Go through the lines below and copy each one that holds the string "clicks".

━━━━━━━━━━━━━━━━━━━━

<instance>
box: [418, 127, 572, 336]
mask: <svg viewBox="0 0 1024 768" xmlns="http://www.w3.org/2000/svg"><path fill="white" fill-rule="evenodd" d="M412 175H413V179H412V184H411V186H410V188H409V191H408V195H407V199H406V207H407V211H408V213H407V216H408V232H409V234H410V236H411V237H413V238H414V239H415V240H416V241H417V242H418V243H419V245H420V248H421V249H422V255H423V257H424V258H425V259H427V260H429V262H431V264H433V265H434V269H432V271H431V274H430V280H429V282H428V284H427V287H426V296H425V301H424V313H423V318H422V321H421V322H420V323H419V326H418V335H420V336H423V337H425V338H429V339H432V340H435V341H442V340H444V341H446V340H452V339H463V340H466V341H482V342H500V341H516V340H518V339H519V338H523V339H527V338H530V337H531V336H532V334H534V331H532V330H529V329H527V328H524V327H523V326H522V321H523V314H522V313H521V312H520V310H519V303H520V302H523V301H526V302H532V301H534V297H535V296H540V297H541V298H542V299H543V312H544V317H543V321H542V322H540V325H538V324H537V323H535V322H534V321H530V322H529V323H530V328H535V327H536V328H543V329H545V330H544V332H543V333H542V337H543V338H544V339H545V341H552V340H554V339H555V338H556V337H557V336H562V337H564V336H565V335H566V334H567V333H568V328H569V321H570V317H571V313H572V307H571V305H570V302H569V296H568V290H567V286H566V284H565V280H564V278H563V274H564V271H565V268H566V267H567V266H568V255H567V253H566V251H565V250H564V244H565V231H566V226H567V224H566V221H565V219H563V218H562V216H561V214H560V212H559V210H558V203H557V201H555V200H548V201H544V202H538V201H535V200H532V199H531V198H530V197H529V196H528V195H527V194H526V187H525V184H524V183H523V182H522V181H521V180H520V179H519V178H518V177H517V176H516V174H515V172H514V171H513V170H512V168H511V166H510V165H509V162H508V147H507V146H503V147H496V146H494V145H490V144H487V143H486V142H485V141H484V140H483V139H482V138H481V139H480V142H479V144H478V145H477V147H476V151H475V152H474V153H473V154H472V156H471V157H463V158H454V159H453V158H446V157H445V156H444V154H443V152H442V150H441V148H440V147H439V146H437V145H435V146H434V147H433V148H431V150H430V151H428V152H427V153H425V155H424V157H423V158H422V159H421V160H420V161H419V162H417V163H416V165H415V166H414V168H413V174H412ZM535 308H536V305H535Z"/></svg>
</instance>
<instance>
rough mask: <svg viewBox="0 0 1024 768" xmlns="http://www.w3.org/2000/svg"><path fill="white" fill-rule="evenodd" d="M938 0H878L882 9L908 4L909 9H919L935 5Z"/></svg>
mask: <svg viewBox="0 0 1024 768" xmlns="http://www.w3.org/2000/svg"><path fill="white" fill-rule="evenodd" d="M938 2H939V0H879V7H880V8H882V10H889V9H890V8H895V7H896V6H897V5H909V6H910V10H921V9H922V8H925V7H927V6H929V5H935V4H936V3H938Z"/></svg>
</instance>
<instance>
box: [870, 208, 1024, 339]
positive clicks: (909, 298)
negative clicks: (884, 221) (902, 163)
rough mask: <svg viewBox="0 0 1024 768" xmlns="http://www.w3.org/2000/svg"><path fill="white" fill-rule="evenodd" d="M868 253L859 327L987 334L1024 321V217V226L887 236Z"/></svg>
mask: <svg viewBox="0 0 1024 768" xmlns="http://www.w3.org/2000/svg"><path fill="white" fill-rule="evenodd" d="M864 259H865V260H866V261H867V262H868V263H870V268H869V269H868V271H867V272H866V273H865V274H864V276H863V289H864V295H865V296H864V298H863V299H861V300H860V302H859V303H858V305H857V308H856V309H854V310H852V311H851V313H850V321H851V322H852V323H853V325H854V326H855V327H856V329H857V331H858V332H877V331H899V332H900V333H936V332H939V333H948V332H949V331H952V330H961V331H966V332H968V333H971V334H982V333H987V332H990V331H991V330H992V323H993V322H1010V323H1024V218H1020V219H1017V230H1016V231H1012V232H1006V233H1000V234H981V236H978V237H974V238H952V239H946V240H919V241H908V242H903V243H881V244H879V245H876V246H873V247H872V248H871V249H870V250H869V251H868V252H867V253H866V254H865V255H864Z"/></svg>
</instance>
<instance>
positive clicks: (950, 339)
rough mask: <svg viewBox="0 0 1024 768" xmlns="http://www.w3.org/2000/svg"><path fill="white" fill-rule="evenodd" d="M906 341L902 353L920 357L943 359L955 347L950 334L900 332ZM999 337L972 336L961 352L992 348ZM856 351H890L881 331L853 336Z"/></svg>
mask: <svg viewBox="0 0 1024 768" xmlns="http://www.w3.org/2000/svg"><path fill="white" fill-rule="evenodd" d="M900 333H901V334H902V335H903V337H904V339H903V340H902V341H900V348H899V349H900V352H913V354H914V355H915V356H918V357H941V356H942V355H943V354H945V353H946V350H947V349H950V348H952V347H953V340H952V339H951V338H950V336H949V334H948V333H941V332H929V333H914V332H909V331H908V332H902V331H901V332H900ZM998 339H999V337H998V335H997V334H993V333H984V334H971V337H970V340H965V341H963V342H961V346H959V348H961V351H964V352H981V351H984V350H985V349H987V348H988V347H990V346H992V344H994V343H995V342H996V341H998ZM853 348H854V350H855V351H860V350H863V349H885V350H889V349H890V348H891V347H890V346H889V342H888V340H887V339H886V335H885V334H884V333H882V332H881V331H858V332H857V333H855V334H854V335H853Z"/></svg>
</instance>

━━━━━━━━━━━━━━━━━━━━

*Written reply*
positive clicks: (909, 298)
negative clicks: (884, 221) (902, 163)
positive clicks: (950, 339)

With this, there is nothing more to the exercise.